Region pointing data
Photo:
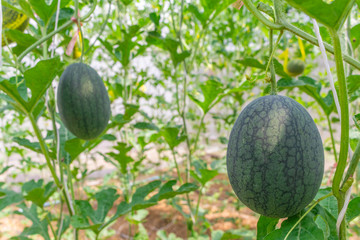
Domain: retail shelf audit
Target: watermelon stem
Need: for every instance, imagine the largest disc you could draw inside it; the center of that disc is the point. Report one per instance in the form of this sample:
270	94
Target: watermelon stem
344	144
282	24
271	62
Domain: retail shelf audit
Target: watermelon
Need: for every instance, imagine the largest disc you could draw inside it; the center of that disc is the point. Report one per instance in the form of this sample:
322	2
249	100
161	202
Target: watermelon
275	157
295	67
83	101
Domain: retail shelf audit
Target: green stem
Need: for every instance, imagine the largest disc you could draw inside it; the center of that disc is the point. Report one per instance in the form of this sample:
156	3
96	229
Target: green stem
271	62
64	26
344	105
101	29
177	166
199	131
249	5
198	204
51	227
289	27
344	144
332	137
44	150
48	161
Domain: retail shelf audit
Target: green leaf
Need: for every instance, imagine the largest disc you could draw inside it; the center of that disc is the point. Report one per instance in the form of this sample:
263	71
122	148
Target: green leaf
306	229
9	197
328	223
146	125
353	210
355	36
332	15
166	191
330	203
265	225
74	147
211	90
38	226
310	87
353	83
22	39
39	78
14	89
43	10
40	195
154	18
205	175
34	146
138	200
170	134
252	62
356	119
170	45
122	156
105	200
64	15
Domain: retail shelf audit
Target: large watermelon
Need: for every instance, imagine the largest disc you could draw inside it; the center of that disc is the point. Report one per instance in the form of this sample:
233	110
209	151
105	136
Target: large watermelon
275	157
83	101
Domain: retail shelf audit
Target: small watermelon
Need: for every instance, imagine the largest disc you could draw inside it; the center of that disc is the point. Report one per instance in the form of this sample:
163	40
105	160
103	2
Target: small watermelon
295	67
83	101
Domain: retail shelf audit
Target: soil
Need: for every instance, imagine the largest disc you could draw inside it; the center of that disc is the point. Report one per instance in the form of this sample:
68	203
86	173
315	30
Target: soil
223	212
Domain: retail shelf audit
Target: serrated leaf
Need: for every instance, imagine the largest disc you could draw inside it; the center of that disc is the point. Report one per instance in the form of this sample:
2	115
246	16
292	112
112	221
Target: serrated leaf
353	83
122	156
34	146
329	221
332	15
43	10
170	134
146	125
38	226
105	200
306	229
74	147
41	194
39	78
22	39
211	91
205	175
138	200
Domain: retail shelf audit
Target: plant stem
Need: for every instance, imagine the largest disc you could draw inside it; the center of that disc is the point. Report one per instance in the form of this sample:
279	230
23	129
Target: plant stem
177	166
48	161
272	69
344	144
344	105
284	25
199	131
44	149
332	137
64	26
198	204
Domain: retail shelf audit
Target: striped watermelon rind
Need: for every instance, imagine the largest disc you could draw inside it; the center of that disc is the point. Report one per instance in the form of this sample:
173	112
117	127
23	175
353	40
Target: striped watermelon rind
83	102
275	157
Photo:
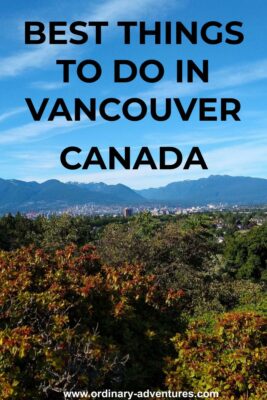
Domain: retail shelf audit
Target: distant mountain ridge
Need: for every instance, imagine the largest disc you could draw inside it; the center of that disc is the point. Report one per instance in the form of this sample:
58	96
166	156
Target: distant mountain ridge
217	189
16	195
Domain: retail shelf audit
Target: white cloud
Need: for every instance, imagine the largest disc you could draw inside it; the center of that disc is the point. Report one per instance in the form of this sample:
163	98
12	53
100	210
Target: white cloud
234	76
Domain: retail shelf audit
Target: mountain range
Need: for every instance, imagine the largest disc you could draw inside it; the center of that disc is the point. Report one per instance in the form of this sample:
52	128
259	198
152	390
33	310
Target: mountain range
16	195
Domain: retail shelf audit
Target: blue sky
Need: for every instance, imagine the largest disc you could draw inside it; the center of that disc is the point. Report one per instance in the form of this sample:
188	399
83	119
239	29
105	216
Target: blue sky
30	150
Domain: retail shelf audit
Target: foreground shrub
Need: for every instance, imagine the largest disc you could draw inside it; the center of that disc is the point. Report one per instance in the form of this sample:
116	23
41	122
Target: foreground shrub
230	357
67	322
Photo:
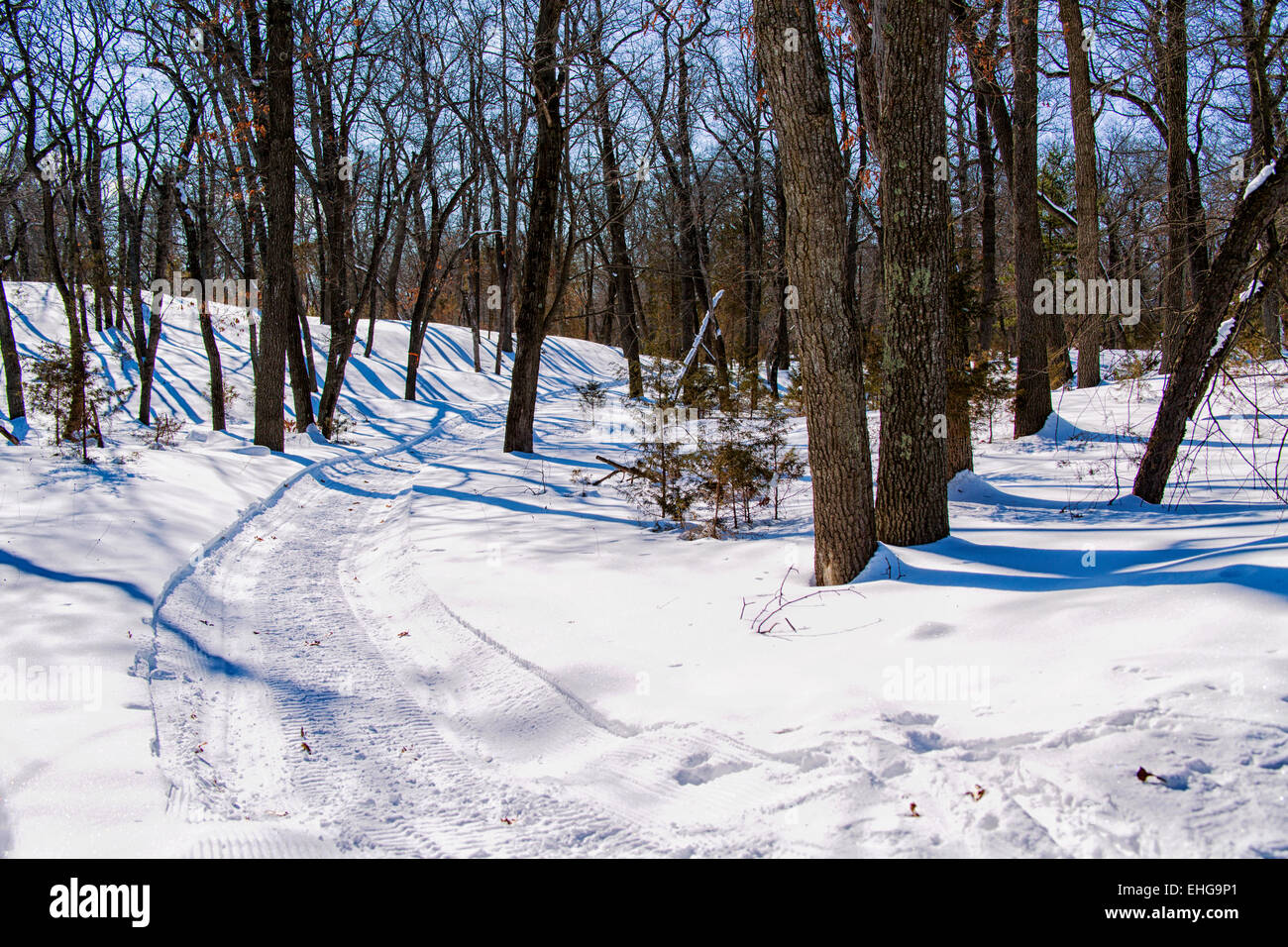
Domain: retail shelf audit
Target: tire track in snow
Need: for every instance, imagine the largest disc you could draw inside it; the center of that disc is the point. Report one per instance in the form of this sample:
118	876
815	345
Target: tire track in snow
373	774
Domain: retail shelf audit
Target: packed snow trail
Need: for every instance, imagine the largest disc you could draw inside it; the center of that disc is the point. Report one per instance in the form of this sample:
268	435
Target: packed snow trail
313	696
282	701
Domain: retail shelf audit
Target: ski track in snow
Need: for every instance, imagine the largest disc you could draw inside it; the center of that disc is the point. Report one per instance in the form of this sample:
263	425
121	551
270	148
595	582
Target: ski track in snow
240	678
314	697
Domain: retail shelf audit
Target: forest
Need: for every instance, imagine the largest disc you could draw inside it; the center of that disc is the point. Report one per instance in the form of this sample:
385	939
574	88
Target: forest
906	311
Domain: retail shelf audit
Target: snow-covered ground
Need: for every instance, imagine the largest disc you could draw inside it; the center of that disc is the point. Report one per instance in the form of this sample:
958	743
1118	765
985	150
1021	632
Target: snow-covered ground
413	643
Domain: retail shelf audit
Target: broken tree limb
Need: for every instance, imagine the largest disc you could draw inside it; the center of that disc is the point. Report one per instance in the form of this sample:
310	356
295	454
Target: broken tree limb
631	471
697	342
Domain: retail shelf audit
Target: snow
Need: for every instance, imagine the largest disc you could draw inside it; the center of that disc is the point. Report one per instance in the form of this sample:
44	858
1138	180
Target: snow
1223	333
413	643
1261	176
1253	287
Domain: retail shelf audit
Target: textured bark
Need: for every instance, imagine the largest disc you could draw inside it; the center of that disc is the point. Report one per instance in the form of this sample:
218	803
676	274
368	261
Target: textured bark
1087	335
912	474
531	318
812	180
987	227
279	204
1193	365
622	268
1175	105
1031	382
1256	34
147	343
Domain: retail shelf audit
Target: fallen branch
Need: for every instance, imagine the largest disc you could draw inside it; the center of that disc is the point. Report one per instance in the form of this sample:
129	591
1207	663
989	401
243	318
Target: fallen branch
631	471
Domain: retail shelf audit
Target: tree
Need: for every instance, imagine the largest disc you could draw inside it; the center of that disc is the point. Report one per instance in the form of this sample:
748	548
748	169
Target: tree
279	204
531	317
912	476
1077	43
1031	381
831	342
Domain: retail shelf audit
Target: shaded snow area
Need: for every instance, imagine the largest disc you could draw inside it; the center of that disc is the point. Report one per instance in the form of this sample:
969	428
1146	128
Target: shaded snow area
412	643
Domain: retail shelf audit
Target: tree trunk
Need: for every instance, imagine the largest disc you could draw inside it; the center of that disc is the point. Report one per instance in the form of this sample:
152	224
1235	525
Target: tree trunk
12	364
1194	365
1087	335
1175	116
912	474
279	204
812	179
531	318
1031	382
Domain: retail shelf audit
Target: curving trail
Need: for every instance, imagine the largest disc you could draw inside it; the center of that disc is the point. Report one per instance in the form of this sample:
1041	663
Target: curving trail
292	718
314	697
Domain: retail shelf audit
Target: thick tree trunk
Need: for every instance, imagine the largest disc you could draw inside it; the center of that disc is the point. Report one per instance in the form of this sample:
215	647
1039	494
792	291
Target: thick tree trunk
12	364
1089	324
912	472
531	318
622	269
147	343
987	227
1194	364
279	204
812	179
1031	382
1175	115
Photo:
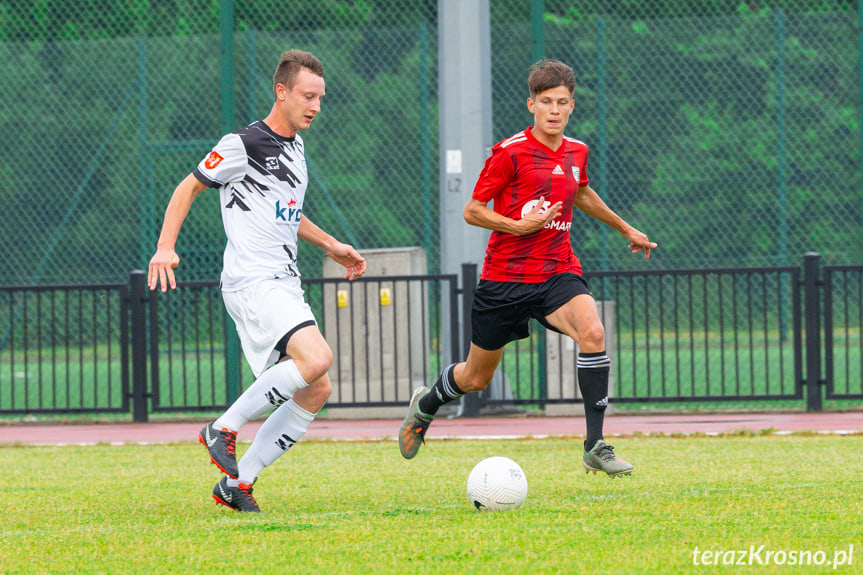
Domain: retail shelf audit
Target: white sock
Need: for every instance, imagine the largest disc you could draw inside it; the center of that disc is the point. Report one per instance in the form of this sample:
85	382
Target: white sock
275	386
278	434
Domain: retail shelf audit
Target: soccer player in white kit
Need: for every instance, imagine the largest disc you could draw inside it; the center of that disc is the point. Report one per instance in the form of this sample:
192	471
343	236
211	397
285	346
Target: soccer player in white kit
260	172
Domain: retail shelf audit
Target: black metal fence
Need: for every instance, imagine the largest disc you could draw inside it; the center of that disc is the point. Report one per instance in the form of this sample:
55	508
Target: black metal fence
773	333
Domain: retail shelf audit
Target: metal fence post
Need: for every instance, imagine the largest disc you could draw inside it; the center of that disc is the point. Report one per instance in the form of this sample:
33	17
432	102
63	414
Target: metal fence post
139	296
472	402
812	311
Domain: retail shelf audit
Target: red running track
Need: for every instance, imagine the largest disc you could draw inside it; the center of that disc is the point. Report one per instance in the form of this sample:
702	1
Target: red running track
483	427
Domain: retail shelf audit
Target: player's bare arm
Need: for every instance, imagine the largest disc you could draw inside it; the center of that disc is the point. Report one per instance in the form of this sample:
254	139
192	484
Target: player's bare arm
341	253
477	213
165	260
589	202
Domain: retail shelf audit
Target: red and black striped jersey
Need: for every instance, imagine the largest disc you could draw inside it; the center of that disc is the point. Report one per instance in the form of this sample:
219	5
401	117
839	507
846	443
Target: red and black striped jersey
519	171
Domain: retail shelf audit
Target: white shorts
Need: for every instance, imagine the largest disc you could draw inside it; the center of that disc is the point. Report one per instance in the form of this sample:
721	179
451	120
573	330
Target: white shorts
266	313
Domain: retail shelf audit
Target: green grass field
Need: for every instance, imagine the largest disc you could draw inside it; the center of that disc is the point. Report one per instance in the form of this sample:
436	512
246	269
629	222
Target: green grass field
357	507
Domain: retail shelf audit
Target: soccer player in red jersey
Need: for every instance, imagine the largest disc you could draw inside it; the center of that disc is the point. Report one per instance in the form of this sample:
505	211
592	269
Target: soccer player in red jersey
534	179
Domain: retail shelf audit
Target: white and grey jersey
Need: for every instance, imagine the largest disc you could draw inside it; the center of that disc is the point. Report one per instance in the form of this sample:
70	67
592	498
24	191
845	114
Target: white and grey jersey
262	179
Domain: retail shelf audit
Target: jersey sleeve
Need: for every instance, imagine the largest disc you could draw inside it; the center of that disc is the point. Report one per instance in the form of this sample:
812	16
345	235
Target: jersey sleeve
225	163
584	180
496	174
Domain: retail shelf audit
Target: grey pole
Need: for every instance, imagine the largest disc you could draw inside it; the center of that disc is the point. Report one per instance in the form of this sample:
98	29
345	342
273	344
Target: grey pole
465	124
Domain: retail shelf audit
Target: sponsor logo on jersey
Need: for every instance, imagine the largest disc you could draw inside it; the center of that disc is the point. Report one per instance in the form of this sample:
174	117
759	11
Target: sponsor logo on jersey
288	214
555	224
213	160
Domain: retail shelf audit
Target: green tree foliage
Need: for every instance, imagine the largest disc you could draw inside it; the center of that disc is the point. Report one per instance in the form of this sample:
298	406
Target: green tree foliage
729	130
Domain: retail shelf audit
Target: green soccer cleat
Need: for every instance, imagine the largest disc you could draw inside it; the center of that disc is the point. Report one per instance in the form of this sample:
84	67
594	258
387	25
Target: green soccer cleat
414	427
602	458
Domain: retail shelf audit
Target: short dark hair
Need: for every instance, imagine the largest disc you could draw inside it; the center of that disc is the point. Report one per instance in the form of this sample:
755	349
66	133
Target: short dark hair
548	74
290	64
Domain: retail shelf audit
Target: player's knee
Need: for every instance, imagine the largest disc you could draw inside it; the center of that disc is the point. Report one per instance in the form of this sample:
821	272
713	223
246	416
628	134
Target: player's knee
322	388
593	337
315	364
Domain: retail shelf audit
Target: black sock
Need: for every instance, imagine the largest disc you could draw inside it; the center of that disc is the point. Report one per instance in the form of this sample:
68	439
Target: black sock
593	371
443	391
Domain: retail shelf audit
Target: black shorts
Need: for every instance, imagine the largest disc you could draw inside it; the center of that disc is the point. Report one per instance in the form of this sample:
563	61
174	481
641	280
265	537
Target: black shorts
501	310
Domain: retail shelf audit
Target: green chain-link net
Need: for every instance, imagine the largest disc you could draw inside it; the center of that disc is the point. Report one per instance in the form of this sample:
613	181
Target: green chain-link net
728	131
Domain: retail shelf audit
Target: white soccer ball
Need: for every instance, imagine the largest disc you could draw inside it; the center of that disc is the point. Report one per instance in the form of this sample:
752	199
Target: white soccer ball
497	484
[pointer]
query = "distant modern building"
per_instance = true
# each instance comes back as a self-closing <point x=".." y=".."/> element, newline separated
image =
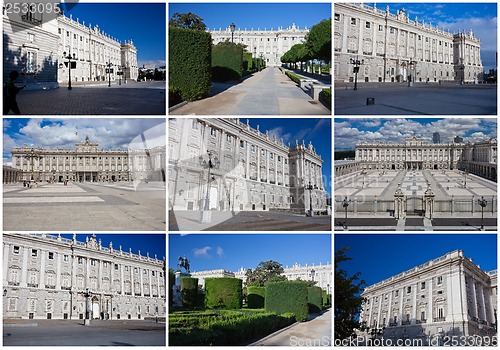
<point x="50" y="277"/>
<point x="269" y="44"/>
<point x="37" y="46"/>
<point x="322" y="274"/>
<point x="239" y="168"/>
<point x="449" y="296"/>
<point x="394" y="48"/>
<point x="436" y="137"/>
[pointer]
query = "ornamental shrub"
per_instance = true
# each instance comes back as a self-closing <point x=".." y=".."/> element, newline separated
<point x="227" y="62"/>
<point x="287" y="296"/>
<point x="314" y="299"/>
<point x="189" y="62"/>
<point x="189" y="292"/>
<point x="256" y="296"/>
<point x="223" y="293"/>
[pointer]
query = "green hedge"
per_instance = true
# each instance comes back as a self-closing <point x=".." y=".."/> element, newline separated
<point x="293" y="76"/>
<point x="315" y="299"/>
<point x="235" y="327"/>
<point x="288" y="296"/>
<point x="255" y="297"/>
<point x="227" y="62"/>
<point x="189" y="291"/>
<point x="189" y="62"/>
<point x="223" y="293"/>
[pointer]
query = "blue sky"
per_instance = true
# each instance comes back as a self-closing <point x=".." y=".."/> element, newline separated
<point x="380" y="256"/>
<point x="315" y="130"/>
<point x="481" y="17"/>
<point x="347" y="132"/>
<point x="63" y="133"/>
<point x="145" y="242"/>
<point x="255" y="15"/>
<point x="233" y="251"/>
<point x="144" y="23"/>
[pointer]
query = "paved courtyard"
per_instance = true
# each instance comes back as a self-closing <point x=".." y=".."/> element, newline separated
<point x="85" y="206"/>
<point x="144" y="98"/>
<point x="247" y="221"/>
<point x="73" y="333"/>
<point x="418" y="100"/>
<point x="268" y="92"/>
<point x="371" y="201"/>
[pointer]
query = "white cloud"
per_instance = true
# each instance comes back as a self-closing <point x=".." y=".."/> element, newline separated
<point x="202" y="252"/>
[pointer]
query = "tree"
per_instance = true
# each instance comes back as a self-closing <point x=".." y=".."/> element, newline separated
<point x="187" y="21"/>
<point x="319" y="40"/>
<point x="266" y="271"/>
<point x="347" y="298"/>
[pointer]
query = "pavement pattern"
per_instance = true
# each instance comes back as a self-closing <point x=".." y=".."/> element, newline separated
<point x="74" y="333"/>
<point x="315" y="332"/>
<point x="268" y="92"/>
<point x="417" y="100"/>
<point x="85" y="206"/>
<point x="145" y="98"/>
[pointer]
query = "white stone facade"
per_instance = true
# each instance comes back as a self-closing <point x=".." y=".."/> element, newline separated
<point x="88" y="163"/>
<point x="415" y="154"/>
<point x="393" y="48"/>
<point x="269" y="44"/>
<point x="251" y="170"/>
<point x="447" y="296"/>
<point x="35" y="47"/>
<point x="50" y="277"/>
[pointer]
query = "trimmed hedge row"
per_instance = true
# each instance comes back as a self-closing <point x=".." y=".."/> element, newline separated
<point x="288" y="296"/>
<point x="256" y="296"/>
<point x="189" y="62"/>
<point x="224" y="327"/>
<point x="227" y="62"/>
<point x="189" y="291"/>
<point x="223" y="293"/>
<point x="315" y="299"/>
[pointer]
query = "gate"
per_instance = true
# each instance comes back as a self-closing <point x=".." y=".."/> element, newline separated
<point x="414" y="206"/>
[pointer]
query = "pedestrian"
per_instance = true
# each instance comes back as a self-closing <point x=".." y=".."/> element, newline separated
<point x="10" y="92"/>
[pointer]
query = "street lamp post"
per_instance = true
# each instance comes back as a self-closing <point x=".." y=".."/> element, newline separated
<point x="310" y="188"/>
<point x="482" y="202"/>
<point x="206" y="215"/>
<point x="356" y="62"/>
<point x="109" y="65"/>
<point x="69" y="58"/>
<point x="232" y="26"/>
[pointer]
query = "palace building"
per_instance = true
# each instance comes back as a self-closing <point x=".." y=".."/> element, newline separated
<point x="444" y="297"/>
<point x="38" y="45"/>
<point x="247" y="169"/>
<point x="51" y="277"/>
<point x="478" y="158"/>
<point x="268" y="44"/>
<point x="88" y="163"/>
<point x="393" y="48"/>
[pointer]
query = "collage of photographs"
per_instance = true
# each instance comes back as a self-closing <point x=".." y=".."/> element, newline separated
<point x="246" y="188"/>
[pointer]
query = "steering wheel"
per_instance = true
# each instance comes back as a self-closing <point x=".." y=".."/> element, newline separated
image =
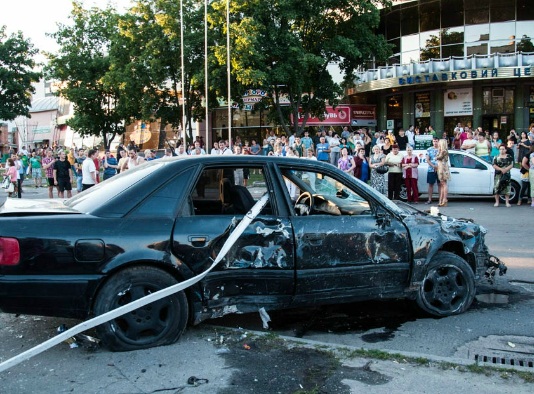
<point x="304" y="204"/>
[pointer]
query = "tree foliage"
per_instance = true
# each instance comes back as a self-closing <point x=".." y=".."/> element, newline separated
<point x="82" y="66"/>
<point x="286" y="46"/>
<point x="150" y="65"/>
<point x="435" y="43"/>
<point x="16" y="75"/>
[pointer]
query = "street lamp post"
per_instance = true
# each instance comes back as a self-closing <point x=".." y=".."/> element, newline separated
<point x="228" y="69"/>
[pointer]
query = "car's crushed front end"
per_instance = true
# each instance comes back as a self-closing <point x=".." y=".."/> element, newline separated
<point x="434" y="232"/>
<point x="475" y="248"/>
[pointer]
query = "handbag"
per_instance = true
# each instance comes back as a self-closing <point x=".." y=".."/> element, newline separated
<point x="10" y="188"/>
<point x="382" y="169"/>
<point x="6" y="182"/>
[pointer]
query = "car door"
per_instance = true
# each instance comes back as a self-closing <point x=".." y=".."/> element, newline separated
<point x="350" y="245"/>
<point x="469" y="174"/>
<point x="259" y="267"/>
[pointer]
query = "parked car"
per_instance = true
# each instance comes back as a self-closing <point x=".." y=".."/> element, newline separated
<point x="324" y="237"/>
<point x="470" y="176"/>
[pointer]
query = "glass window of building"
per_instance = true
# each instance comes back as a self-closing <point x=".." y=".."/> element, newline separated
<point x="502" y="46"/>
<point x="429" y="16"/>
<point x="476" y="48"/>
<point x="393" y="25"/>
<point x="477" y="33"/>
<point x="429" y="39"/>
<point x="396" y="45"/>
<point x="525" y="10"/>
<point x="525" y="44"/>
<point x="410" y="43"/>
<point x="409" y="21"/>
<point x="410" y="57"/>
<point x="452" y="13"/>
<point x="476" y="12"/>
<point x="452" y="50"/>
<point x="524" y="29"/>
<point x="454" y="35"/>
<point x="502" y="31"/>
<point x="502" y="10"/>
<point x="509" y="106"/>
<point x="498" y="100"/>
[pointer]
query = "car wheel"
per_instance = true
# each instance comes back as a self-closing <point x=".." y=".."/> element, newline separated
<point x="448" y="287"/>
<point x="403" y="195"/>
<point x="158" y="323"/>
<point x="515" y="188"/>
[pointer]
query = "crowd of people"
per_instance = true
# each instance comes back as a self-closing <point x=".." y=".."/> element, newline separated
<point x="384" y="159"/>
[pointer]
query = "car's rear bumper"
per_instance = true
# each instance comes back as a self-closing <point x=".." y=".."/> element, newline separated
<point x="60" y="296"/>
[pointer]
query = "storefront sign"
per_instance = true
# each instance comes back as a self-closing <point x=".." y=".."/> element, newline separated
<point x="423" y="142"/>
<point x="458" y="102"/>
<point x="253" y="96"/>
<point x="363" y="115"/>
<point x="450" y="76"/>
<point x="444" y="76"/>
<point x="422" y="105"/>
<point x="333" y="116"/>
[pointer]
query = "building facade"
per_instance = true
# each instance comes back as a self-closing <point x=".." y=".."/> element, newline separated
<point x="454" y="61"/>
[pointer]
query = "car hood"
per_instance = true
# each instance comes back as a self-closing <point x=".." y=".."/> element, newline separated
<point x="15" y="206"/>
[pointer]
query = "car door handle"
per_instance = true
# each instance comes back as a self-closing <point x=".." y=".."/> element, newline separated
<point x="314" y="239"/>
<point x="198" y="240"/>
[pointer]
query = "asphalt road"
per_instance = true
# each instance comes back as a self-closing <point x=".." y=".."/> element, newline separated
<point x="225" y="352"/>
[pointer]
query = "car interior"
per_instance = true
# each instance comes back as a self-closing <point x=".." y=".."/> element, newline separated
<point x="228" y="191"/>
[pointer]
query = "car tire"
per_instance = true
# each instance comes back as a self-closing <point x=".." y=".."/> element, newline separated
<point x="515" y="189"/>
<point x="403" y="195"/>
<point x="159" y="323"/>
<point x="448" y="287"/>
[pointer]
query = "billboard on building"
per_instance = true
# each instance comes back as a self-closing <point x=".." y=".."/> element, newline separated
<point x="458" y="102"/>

◆ WHAT THE TASK ASKS: In the entries above, some lines hold the string "wheel". Copy each of them.

◆ SOLUTION TO THIS PROBLEM:
query = "steering wheel"
query = "car wheel"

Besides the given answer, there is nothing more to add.